**Your objective**: Reproduce every one of the entries below line for line, leaving out the pictures.
--- BEGIN ---
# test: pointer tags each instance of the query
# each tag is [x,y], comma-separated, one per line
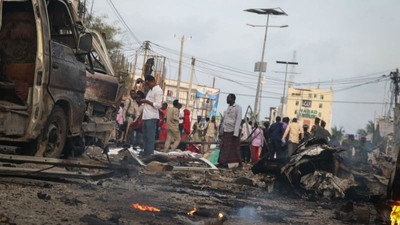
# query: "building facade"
[307,104]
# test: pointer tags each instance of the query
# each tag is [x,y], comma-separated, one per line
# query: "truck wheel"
[51,142]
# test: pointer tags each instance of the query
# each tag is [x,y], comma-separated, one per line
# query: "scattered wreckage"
[321,170]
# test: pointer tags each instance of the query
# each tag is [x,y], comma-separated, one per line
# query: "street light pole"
[284,85]
[260,73]
[273,11]
[178,85]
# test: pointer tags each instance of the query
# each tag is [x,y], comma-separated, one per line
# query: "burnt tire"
--- END ---
**Response**:
# test: pointer tags each instance of the query
# each tag is [x,y], comma-separated, one per line
# query: "building facade"
[307,104]
# test: pointer tags each instance of the query
# each tag is [x,y], comma-separated, one per line
# query: "truck wheel"
[51,142]
# test: pointer tags each instance of the query
# each tag is [x,y], comma-separated, one per line
# query: "scattered wreckage"
[321,170]
# test: pointer tags each instance of the query
# each tag is [x,y], comma-separated, one per line
# query: "street light pole"
[284,85]
[260,73]
[273,11]
[178,85]
# test: pointer tags each instance of the query
# each tag is [x,y], comma-separated, one per line
# query: "burnt tire"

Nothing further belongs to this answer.